Recorded data:
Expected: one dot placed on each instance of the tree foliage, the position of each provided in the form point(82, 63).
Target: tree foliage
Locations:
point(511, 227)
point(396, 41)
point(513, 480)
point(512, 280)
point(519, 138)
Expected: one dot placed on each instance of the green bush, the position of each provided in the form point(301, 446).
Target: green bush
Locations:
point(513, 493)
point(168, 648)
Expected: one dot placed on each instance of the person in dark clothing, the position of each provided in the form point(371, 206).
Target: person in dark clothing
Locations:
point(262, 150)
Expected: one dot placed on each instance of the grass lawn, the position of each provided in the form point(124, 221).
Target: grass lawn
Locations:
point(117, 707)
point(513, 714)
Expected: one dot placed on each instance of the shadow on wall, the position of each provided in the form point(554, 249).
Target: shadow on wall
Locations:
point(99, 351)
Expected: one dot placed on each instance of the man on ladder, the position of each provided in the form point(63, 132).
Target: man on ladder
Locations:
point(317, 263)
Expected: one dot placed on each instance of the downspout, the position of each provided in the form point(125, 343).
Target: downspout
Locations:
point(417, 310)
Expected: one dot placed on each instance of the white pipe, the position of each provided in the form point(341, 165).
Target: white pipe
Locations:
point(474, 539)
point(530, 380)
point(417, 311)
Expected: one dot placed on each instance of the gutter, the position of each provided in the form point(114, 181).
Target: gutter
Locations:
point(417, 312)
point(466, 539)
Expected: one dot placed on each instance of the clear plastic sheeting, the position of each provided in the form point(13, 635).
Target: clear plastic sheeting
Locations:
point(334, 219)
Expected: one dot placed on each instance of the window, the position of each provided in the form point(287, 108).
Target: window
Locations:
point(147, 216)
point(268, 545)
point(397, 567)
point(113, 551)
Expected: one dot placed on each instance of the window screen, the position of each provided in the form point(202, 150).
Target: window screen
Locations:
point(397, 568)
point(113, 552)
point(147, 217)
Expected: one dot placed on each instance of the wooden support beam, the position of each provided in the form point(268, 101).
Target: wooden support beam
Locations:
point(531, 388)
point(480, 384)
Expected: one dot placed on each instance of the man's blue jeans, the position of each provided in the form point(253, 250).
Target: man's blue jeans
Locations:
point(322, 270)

EXERCISE DIRECTIONS:
Each line above should be reproduced exactly, with nothing omitted.

SOLUTION FOR THIS TASK:
Expected: one dot placed on each instance of the tree foliage, the position of each provided in the form point(82, 63).
Target: tree foliage
Locations:
point(511, 227)
point(396, 41)
point(513, 480)
point(512, 280)
point(519, 138)
Expected: one dot placed on each instance of the green bush, the position of each provided in the form point(301, 446).
Target: green bush
Locations:
point(513, 493)
point(168, 648)
Expected: one dot placed on each instance of the person in dark clothing, the position of each provided in the form point(371, 206).
Target: person in dark clothing
Locations:
point(262, 150)
Expected: one dot placed on each instance of the grass lawn, the position of each provided in the form point(124, 221).
Target: grass lawn
Locations:
point(117, 707)
point(513, 714)
Expected: one dot placed on each instance of the shadow on wall, the position of each provided in the form point(554, 249).
Target: shadow on wall
Locations:
point(99, 351)
Expected: one dot placed on each instance of the man on ladder, the position of each provided in the form point(63, 132).
Target: man on ladder
Locations:
point(317, 263)
Expected: one dot placed on each instance of the downspout, the position of each provided in the form point(125, 343).
Target: downspout
Locations:
point(417, 310)
Expected: one dot placed on each instance of the white pipe, the position of each provided in the form point(341, 165).
Target: white pipe
Locations:
point(474, 539)
point(530, 380)
point(417, 311)
Expected: one dot placed on each instance of the gutter, the position of each provided in the form point(114, 181).
Target: gutter
Locations:
point(417, 312)
point(466, 539)
Expected: one dot placed on each instance of the clear plastic sheeting, the position of each provided in the form point(13, 635).
Target: clear plastic sheeting
Locations:
point(334, 219)
Expected: one dot placed on each instance of the window, the position of each provided in the form point(287, 108).
Target: window
Locations:
point(147, 216)
point(268, 545)
point(397, 567)
point(113, 551)
Expected: one dot placed on each instance of the window screen, the position of each provided in the form point(202, 150).
Target: window screen
Locations:
point(397, 568)
point(113, 552)
point(147, 217)
Expected: one dot placed on each instance of the wooden support beam, the position of each provided in the form point(268, 101).
Target: wooden support beam
Locations:
point(531, 388)
point(480, 384)
Expected: one dot placed on each instance of the man's blue jeans, the position of each provided in the form point(253, 250).
Target: man's blue jeans
Locations:
point(322, 270)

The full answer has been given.